**REQUISITOS**
#1 Reproduza, por favor, o trecho do texto fornecido entre "Em 1999, um" e "pelo de agora.", inclusive.
#2 Segundo o texto fornecido, em que cidade foram registados 56 graus abaixo de zero?

===== TEXTO FORNECIDO =====

# Seguimento Ásia 2012



## Gerofil (5 Jan 2012 às 19:03)

*Ciclone deixa mais de 30 mortos na Índia*

O ciclone Thane deixou ao menos 33 mortos e destruiu milhares de moradias nos estados indianos de Tamil Nadu e Andhra Pradesh, no sul, informou hoje a Autoridade Nacional de Manejo de Desastres. Com ventos superiores a 150 quilômetros por hora e acompanhado de intensas chuvas, o fenômeno meteorológico afetou principalmente o distrito de Cuddalore, onde 21 pessoas morreram afogadas, electrocutadas ou por causa do desmoronamento de moradias e queda de árvores. Apenas nessa região ficaram totalmente destruídas ou seriamente danificadas cerca de cinco mil moradias de pescadores, geralmente de pau-a-pique.
Segundo o Sistema Mundial de Alerta e Coordenação frente a Desastres da ONU, nas áreas afetadas vivem ao redor de 1,2 milhão de pessoas, um terço delas em zonas costeiras muito baixas. Na Índia, a temporada ciclônica estende-se de abril a dezembro, um período durante o qual ocorrem destrutivas tempestades tropicais, principalmente na baía de Bengala. A maior parte dos 7.516 quilômetros de costa da nação sul-asiática é muito vulnerável a ciclones e tsunamis.
Em 1999, um furacão com ventos de até 300 quilômetros por hora provocou a morte de cerca de 10 mil moradores da costa, no oriental estado de Orissa. De acordo com especialistas da ONU, a Índia perde a cada ano mais de 17,2 bilhões de dólares por um mau manejo das situações de desastre.

Prensa Latina


----------



## Ferreiro (15 Jan 2012 às 16:06)

-55.8ºC em Amga, temperatura mínima no hemisferio norte neste inverno 2011-2012 pelo de agora.


----------



## Gerofil (17 Jan 2012 às 12:30)

Japão (15 de Janeiro de 2012)


hokkaidoch


----------



## Dan (17 Jan 2012 às 22:33)

Brutal nevão!


----------



## Gerofil (18 Jan 2012 às 23:37)

*Temperatura em Iakútia atinge 56 abaixo de zero*






Em Iakútia e no Extremo Oriente da Rússia esta manhã chegou uma temperatura anormalmente baixa. O maior frio fez na cidade de Ytyk-Kyuel, onde foram registrados 56 graus abaixo de zero. Todas as escolas cancelaram as aulas, jardins de infância estão fechados.

===== LINHAS GUARDADAS =====

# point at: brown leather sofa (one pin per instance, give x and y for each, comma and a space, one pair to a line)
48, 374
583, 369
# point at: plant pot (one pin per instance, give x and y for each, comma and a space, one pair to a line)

=====
===== LINHAS GUARDADAS =====

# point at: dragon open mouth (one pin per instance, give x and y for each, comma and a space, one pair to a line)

=====
===== LINHAS GUARDADAS =====

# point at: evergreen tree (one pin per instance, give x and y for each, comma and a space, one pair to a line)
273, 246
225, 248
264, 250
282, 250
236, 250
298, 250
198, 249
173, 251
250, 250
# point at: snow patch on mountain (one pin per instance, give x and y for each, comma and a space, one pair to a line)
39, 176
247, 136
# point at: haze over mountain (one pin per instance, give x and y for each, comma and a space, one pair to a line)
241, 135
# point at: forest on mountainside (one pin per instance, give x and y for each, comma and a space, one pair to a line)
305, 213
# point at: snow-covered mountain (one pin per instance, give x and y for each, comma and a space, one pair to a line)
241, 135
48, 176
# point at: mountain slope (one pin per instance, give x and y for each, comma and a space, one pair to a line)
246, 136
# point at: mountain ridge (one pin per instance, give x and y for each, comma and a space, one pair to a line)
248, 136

=====

**RESPOSTAS POR TAREFA**
#1
Em 1999, um furacão com ventos de até 300 quilômetros por hora provocou a morte de cerca de 10 mil moradores da costa, no oriental estado de Orissa. De acordo com especialistas da ONU, a Índia perde a cada ano mais de 17,2 bilhões de dólares por um mau manejo das situações de desastre.

Prensa Latina


----------



## Ferreiro (15 Jan 2012 às 16:06)

-55.8ºC em Amga, temperatura mínima no hemisferio norte neste inverno 2011-2012 pelo de agora.

#2 Em Ytyk-Kyuel.